## Provided records:
• • • •
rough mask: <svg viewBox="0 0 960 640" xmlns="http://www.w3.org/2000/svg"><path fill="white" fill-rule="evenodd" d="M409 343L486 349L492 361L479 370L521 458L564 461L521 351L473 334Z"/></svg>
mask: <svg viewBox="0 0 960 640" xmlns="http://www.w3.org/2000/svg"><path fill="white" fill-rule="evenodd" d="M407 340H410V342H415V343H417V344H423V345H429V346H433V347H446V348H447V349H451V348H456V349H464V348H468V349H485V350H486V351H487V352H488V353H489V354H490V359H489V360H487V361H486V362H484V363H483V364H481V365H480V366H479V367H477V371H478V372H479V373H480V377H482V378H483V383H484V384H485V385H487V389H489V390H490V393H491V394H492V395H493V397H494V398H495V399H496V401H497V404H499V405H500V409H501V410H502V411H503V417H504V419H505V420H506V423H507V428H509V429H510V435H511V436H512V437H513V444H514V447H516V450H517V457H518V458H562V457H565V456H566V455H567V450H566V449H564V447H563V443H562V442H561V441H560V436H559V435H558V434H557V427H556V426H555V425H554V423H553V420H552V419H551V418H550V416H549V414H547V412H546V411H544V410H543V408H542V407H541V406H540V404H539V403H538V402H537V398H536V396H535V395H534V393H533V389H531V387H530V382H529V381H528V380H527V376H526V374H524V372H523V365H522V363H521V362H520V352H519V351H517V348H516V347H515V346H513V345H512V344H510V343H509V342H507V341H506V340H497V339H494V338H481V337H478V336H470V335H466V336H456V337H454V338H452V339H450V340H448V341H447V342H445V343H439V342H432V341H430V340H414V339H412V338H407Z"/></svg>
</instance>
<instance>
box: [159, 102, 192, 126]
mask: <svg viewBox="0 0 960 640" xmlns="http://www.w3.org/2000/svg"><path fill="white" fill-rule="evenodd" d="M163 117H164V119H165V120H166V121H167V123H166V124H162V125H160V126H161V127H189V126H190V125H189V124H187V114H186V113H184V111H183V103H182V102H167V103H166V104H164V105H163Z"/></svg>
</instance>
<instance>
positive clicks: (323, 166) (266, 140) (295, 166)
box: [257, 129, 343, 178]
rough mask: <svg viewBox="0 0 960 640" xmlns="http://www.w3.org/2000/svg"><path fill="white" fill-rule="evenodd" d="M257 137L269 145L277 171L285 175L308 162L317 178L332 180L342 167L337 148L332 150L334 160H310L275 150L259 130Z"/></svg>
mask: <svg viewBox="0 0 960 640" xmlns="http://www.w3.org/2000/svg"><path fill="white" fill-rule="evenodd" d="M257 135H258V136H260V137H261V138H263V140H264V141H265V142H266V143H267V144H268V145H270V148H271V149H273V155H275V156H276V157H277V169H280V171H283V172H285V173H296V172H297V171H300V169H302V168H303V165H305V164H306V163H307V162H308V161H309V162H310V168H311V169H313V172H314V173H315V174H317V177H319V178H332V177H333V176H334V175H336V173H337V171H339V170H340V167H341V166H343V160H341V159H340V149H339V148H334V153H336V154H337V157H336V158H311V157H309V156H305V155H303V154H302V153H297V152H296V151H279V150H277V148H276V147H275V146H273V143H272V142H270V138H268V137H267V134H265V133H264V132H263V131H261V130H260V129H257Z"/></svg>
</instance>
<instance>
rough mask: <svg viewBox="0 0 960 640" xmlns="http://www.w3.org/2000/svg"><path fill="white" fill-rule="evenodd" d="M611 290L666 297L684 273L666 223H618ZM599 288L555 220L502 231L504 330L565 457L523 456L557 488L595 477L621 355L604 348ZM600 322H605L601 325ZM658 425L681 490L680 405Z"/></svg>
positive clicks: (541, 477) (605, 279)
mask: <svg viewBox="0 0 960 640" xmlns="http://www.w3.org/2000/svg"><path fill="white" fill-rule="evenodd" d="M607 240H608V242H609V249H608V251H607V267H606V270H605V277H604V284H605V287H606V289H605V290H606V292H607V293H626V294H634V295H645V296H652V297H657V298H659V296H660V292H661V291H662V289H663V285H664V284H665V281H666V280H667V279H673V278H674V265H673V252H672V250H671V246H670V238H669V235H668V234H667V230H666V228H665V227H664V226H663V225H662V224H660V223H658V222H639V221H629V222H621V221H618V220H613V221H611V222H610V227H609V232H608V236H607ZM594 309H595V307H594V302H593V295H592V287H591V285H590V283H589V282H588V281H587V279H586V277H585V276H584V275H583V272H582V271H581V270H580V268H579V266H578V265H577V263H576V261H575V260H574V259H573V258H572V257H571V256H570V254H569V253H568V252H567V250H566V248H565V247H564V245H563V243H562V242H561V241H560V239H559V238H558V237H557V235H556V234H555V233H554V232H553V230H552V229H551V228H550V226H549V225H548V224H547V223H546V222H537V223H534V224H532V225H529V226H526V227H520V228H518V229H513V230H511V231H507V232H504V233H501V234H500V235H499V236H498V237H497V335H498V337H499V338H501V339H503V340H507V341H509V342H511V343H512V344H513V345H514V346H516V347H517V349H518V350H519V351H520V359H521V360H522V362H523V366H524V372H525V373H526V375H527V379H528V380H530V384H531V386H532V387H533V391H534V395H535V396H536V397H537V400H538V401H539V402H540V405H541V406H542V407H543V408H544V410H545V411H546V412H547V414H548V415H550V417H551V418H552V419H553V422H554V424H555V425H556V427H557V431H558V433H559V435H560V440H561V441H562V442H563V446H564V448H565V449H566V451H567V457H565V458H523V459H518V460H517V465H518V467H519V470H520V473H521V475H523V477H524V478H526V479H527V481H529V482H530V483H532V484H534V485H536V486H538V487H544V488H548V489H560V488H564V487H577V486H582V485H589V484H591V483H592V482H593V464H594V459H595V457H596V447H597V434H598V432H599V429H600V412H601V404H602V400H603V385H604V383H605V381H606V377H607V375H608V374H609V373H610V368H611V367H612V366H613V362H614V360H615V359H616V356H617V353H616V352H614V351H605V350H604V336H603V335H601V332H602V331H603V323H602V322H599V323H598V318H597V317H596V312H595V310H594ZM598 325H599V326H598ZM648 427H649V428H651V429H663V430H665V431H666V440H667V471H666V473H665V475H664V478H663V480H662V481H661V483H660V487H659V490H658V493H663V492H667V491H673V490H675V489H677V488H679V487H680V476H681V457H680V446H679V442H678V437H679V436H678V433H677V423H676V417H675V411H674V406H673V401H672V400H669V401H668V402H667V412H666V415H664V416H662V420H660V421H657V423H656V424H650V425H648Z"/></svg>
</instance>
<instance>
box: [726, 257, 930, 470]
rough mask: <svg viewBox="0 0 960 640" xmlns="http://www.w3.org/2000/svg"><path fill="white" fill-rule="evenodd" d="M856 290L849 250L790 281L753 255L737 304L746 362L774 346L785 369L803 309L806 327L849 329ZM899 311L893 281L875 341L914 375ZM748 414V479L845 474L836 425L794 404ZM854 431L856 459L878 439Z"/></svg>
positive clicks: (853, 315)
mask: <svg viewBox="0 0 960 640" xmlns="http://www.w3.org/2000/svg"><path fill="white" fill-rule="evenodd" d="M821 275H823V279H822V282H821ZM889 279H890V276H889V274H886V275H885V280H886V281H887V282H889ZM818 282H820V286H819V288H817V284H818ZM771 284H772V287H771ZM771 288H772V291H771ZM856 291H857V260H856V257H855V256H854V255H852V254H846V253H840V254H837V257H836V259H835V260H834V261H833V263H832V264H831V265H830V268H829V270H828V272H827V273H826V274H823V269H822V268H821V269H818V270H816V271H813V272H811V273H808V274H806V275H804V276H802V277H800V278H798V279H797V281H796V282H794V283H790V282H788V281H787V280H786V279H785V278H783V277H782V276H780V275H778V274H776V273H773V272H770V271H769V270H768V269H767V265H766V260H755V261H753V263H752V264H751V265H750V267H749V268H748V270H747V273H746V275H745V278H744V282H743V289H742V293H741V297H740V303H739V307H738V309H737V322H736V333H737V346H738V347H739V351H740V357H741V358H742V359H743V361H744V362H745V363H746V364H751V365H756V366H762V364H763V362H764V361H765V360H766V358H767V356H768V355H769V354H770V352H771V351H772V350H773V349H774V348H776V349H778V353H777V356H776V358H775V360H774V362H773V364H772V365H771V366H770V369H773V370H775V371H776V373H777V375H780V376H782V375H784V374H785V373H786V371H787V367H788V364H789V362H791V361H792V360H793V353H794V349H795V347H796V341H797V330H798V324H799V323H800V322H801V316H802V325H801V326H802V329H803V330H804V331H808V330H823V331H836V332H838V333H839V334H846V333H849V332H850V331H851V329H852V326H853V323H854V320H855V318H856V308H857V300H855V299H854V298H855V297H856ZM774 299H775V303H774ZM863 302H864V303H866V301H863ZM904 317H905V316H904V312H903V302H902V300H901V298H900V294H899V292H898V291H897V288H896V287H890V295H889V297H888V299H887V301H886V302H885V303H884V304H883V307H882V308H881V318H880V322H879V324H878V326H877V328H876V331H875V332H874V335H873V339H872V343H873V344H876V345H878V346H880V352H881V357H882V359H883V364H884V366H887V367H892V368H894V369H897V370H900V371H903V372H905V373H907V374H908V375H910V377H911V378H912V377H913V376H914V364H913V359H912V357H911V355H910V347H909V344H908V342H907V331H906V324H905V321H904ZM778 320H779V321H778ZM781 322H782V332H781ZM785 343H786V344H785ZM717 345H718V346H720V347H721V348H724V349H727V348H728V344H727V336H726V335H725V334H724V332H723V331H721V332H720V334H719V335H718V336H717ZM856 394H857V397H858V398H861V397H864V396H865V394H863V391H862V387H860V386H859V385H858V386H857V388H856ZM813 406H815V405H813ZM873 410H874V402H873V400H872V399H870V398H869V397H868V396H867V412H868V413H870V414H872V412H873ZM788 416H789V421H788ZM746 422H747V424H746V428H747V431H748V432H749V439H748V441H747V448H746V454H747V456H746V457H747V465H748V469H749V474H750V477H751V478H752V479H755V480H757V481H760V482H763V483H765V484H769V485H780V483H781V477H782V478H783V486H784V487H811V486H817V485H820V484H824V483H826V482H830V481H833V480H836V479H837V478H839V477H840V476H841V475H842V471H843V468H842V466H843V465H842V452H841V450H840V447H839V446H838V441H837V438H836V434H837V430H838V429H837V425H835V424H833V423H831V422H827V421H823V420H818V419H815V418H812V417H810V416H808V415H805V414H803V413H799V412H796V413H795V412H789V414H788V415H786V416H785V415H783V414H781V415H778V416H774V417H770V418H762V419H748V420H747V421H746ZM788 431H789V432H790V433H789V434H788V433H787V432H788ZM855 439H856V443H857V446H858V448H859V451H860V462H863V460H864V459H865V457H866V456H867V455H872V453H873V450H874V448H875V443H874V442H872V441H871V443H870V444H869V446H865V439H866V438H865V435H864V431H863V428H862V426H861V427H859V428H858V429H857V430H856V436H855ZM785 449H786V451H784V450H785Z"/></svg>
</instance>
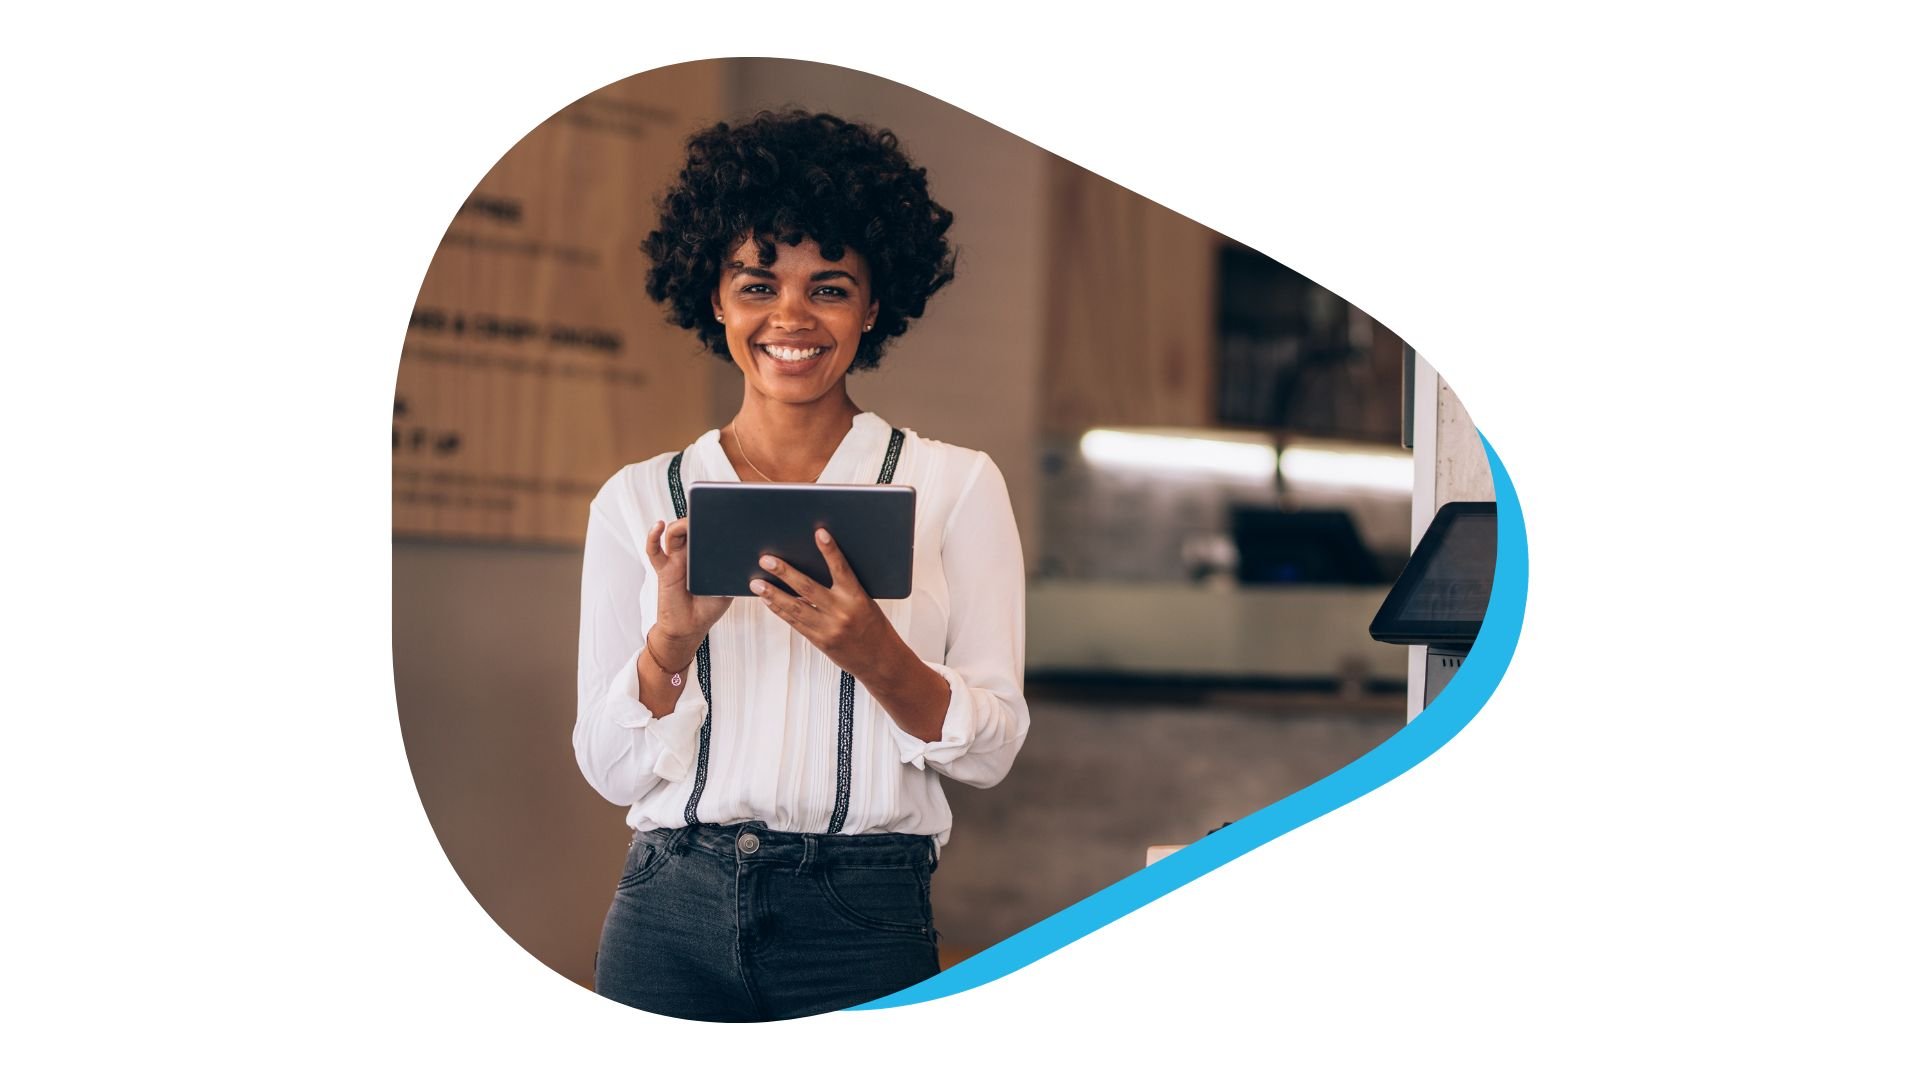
• • • •
List every line of the records that contains the string "rough". Case counts.

## Response area:
rough mask: <svg viewBox="0 0 960 640" xmlns="http://www.w3.org/2000/svg"><path fill="white" fill-rule="evenodd" d="M409 343L486 349L492 361L479 370L521 458L564 461L521 351L473 334Z"/></svg>
rough mask: <svg viewBox="0 0 960 640" xmlns="http://www.w3.org/2000/svg"><path fill="white" fill-rule="evenodd" d="M257 137L269 145L277 171L285 175L308 162L317 178L332 180L342 167L337 148L332 150L334 160H310L275 150L259 130Z"/></svg>
rough mask: <svg viewBox="0 0 960 640" xmlns="http://www.w3.org/2000/svg"><path fill="white" fill-rule="evenodd" d="M611 290L666 297L684 273L666 223H618ZM599 288L555 220L502 231L504 330L565 457L523 456L557 488L595 477L621 355L604 348ZM600 322H605L601 325ZM658 425L681 490L680 405Z"/></svg>
rough mask: <svg viewBox="0 0 960 640" xmlns="http://www.w3.org/2000/svg"><path fill="white" fill-rule="evenodd" d="M856 290L849 250L790 281L753 255L737 304L746 362L774 346L785 369L803 309L806 327L849 329ZM899 311L893 281L875 341L914 375ZM748 414V479L845 474L836 425L794 404ZM854 431L856 459L878 439Z"/></svg>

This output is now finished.